## TASK REQUIREMENTS
Starting at the line that holds "key, integer pixels", transcribe every line to the end of the data exactly; include no other lines.

## MATERIAL PROVIDED
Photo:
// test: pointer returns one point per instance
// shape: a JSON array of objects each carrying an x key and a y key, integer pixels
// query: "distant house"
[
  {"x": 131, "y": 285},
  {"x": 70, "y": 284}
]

## YOUR RESPONSE
// shape: a JSON array of objects each carrying an x key and a y key, integer pixels
// query: "distant house"
[
  {"x": 131, "y": 285},
  {"x": 70, "y": 284}
]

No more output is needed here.